*Tekstblok:*
++++

Opinie

‘Het hebben van een ingenieurstitel, is geen garantie voor ethisch gedrag’

Jack Pronk werd in 2013 door rector Karel Luyben gevraagd vertrouwenspersoon wetenschappelijke integriteit te worden voor de TU Delft. Zijn ervaringen na ruim een jaar: “Is het een wondermiddel? Nee. Kan het helpen? Jazeker.”

Drijfveren
“Wetenschappelijke integriteit is een onderwerp dat me al lang fascineert, omdat vertrouwen belangrijk is in de wetenschap. Als het vertrouwen in wetenschap wordt geschaad, kan dat desastreuze gevolgen hebben. Ik heb in mijn nabije omgeving één keer een narrow escape meegemaakt aan de TU. Ik ga daar verder niet op in want ik wil niet dat mensen herkenbaar zijn, maar dat voorval heeft me nog eens met de neus op de feiten gedrukt dat wetenschappelijke integriteit essentieel is. Om daarover te kunnen praten, is het belangrijk dat drempels zo laag mogelijk zijn. Een vertrouwenspersoon is een van de middelen die je daarvoor kunt inzetten. Ik werk daar graag aan mee.”

Verleidingen
“Ook als je de illusie hebt dat je integriteit op het netvlies hebt, is er niet veel voor nodig om in een spanningsveld terecht te komen als lid van een groep, als begeleider of als student. Er wordt nu veel gepubliceerd over perverse prikkels en de druk op wetenschappers. Integriteit is voor mij: juist in aanwezigheid van die druk en verleidingen toch op een zuivere manier blijven werken. Je bewust te zijn van die verleidingen en ze zeker niet als excuus gebruiken. Ik doe dit werk nu een jaar en ik denk dat het een zinvolle aanvulling is. Is het een wondermiddel? Nee. Kan het helpen? Jazeker.”

Procedure
“Mensen nemen contact op per mail of telefoon waarna ik ze uitnodig op mijn kamer of, als de TU te beladen is, ergens anders. We praten in strikt vertrouwen. In eerste instantie luister ik. Samen probeer ik zo duidelijk mogelijk te krijgen waar de schoen wringt en hoe breed het probleem is. Ziet de persoon zelf mogelijkheden om een uitweg te vinden? Het kan zijn dat de betrokkene een klacht wil indienen bij de commissie wetenschappelijke integriteit. Ik kan dan adviseren hoe dat te doen. De commissie geeft advies aan het college van bestuur en dat beslist. Ik ben geen partij in eventuele conflicten.”

++++

*Bronmateriaal:*
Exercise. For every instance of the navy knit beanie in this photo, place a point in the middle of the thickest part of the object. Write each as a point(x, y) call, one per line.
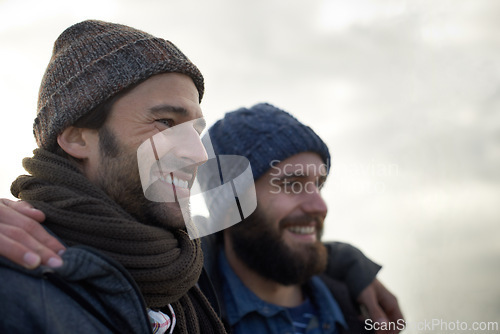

++++

*Doel opdracht:*
Kun je de tekst over wetenschappelijke integriteit voortzetten vanaf het punt waar hij ophoudt? De regels spelen hier geen enkele rol.

*Uitwerking opdracht:*
Contacten
“Zo’n twintig mensen hebben mij al weten te vinden als vertrouwenspersoon wetenschappelijke integriteit. Bij die contacten varieert het van één keer een gesprek tot veel intensievere trajecten waarbij je mensen vijf of zes keer spreekt. Gezien de kleine aantallen ga ik geen specifieke voorbeelden noemen. Er waren mensen die hun eigen handelen wilden toetsen. Daarbij heb ik wel eens een compliment uitgedeeld. Anderen hadden het vermoeden getuige of slachtoffer te zijn van inbreuk op de wetenschappelijke integriteit. In enkele gevallen heb ik met hun instemming gesprekken gevoerd met een betrokkene. Meer wil ik er niet over zeggen, want dan wordt het herkenbaar.”

Klachten
“Of gesprekken concreet geleid hebben tot indiening van klachten, wil ik liever niet zeggen. Het is in ieder geval gespreksonderwerp geweest in sommige gesprekken. Met instemming van een gesprekspartner kan ik procedurele – maar geen inhoudelijke – zaken checken bij de voorzitter van commissie wetenschappelijke integriteit. Vaak kunnen problemen worden opgelost zonder tussenkomst van de commissie. In twee gevallen heb ik gevraagd of een geanonimiseerde en een door betrokkene goedgekeurde weergave van een succesvolle aanpak gebruikt mocht worden voor onderwijsdoeleinden. Ik zeg niet waar dat over ging, omdat ik het nog maar zo kort doe. Over vijf jaar gaat het wellicht over grotere aantallen, zodat zaken verscholen gaan in de anonimiteit.”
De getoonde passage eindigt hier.